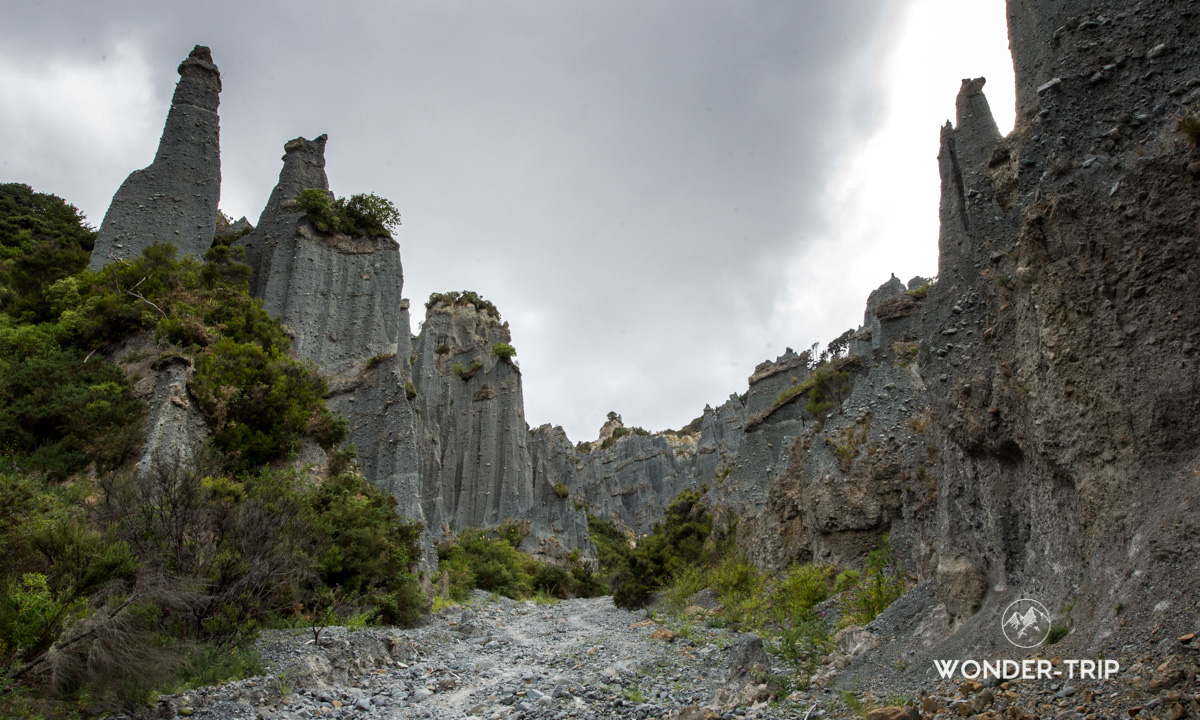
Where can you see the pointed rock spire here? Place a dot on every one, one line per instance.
(175, 198)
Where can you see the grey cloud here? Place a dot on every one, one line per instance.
(634, 174)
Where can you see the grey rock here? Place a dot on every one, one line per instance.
(341, 298)
(475, 466)
(339, 295)
(175, 427)
(174, 199)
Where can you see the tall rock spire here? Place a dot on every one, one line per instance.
(340, 295)
(175, 198)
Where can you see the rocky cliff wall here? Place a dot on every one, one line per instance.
(175, 198)
(339, 295)
(341, 300)
(802, 487)
(1060, 341)
(475, 463)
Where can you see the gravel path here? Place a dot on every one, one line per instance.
(586, 659)
(581, 658)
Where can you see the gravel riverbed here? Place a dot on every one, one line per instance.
(492, 659)
(497, 659)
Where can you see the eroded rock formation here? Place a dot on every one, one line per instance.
(339, 295)
(175, 198)
(1060, 341)
(477, 468)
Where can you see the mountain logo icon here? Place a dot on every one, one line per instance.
(1026, 623)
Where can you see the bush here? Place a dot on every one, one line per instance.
(366, 549)
(59, 413)
(359, 215)
(490, 564)
(261, 402)
(42, 240)
(462, 299)
(495, 564)
(678, 541)
(880, 583)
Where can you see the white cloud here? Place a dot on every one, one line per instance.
(885, 196)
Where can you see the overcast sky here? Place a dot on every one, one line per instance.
(657, 195)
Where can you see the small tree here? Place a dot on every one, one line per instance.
(504, 351)
(358, 215)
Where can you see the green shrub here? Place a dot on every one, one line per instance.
(923, 291)
(261, 402)
(462, 299)
(880, 583)
(679, 540)
(358, 215)
(59, 413)
(42, 240)
(846, 580)
(492, 565)
(366, 549)
(553, 581)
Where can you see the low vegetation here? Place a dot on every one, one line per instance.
(504, 351)
(796, 611)
(462, 299)
(491, 562)
(358, 215)
(155, 580)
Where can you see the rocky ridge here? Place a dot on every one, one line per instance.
(1025, 426)
(175, 198)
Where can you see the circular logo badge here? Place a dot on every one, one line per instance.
(1025, 623)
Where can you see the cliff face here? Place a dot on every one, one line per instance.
(802, 487)
(1029, 426)
(340, 295)
(1060, 341)
(340, 298)
(175, 198)
(475, 463)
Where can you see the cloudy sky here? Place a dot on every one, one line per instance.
(658, 195)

★ ★ ★

§ YOUR ASSIGNMENT
The response is the full listing, copied exactly, with the pictures omitted.

§ RESPONSE BOX
Where can you see the pointed rock spire here? Place a dot on every one, one line per instance.
(175, 198)
Where can you see the grey cloud here? Place a dot on every one, one line per instance.
(634, 174)
Where can you see the grey rock here? Place a dot on every one, one line per instance.
(341, 298)
(475, 466)
(339, 295)
(175, 427)
(174, 199)
Where can you see the tall rock spire here? Place a dot on every one, one line per instance.
(340, 295)
(175, 198)
Where can you see the rocky cliff wall here? Place a dot on every one, one line per instance.
(175, 198)
(339, 295)
(341, 300)
(802, 487)
(1060, 341)
(475, 463)
Where can you see the gravel path here? Place a dot on every one, one line per instance.
(586, 659)
(581, 658)
Where can you see the gravel riverbed here? Place a dot on every one, one line per instance.
(492, 659)
(497, 659)
Where can you see the eroded rock formation here? Place a dot on every one, one line per instance.
(339, 295)
(175, 198)
(1060, 341)
(477, 468)
Where can you see the mountain logo icon here? Place a dot on every one, one line per instance.
(1026, 623)
Where can you see the bush here? Place a dot on every one, one line per instance.
(366, 549)
(59, 413)
(359, 215)
(490, 564)
(261, 402)
(42, 240)
(462, 299)
(495, 564)
(678, 541)
(880, 583)
Where can you see the white cloud here? Place a dot on every one, one line per instance.
(885, 196)
Where can you see the overcast sky here? Place a dot on every one, one line per instance.
(657, 195)
Where can you see the small tree here? Place a dot on every one, one line per instance.
(504, 351)
(358, 215)
Where can you see the green shrub here? Place a dot on every one, one line per instance.
(923, 291)
(261, 402)
(462, 299)
(880, 583)
(679, 540)
(358, 215)
(59, 413)
(42, 240)
(846, 580)
(492, 565)
(366, 549)
(553, 581)
Where can you see the low vegetation here? Place a dot on every one, one line per instance.
(504, 351)
(796, 611)
(462, 299)
(491, 562)
(358, 215)
(155, 580)
Where can you see the rocky ridge here? Place a dot on every one, one line per instance.
(1025, 426)
(175, 198)
Where can you see the circular logo badge here? Place a dot on every one, one line per instance.
(1025, 623)
Where can you see the cliff face here? Place a dot on every one, one line per instance.
(802, 487)
(1029, 426)
(340, 295)
(1060, 341)
(340, 298)
(175, 198)
(475, 463)
Where can you see the cloudy sky here? Place a dot on every one, one line per instance.
(658, 195)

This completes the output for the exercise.